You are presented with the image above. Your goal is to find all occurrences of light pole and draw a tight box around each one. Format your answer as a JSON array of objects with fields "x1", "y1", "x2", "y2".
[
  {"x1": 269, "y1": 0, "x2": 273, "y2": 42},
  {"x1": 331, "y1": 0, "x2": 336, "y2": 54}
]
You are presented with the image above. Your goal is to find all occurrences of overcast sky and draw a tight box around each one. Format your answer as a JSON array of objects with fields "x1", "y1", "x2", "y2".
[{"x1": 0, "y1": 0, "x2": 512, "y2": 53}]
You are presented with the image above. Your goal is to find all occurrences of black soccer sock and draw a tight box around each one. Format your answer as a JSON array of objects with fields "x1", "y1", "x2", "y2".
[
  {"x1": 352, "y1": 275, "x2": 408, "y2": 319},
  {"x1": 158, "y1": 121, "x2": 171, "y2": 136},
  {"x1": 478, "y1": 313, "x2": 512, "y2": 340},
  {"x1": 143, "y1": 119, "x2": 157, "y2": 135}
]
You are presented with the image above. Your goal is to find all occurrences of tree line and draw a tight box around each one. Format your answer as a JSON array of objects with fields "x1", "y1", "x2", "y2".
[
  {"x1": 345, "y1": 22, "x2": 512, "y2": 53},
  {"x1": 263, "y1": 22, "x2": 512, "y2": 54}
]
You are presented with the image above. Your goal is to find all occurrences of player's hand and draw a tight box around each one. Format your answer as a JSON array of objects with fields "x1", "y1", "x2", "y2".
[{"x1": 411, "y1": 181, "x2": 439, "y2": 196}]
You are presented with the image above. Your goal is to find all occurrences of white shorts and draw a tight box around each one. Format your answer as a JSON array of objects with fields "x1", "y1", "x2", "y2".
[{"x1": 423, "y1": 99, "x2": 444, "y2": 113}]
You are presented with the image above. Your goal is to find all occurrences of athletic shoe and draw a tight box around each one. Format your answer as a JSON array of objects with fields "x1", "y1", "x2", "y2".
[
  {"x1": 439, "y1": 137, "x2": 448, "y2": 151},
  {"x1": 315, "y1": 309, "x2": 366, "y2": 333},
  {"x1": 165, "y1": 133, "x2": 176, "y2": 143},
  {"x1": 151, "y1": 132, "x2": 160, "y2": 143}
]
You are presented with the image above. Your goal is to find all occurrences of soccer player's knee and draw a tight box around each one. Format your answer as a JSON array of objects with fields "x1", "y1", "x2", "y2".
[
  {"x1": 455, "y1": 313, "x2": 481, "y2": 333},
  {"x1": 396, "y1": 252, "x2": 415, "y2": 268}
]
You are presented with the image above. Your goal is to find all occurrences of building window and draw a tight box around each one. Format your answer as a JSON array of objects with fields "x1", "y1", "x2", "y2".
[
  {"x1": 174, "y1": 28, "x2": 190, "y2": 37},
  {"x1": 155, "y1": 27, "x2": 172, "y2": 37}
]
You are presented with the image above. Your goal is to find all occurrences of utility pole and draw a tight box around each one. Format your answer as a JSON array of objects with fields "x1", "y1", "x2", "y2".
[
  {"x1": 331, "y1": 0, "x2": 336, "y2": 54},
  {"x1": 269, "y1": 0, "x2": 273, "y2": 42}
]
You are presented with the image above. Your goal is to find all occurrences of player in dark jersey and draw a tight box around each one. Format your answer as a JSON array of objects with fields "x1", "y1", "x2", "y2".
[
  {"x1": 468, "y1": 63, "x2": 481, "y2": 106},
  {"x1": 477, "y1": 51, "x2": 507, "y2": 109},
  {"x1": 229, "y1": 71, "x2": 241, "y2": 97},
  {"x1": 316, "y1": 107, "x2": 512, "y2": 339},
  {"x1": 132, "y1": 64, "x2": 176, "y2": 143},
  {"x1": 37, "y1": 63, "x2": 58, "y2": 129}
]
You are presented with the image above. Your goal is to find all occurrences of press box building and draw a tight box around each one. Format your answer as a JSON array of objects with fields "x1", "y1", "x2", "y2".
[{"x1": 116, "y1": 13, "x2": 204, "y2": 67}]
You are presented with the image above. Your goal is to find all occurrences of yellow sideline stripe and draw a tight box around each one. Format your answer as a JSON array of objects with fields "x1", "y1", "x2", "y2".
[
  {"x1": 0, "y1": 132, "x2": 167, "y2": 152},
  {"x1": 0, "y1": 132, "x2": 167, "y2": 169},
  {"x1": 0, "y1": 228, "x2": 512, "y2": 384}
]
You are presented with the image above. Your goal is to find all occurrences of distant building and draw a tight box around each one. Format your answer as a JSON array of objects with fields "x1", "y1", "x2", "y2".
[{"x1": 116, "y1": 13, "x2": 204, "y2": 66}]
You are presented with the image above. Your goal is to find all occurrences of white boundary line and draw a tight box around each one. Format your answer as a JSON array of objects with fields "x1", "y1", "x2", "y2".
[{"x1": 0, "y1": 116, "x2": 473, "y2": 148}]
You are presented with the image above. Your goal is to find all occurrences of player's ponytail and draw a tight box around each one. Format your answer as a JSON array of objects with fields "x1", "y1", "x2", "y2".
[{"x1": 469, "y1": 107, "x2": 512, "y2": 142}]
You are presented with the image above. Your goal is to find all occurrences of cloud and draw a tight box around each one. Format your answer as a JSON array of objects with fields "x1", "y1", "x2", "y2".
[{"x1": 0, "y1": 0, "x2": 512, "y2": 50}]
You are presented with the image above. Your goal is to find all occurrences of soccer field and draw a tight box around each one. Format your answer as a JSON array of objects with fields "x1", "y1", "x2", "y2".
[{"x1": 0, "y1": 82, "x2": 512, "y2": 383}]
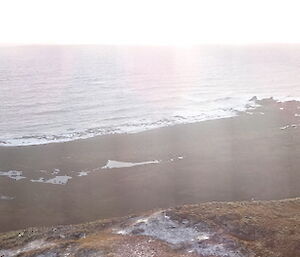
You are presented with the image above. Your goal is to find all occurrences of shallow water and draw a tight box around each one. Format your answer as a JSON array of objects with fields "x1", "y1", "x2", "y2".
[{"x1": 0, "y1": 45, "x2": 300, "y2": 145}]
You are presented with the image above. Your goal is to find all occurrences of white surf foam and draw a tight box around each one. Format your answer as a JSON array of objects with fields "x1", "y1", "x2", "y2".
[{"x1": 30, "y1": 176, "x2": 72, "y2": 185}]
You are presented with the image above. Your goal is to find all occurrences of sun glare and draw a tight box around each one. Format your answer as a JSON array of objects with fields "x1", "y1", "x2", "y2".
[{"x1": 0, "y1": 0, "x2": 300, "y2": 45}]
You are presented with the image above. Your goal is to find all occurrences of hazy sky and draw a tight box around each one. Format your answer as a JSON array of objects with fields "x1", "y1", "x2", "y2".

*WRITTEN EXERCISE*.
Starting at the line that contains "occurrences of sun" and ending with the last line of the rows above, recast each line as a Markdown table with the columns Index and Content, leaving out blank lines.

*SOLUTION FOR THIS PROBLEM*.
| Index | Content |
|---|---|
| 1 | You are presented with the image above. Your goal is to find all occurrences of sun glare and draw a tight box around each one. Format your answer as a JSON array of objects with fields "x1", "y1", "x2", "y2". |
| 2 | [{"x1": 0, "y1": 0, "x2": 300, "y2": 45}] |
| 3 | You are presented with the image above. Your goal is to find all occurrences of hazy sky and draw a tight box around each one. Format your answer as a JSON array of objects with fields "x1", "y1", "x2", "y2". |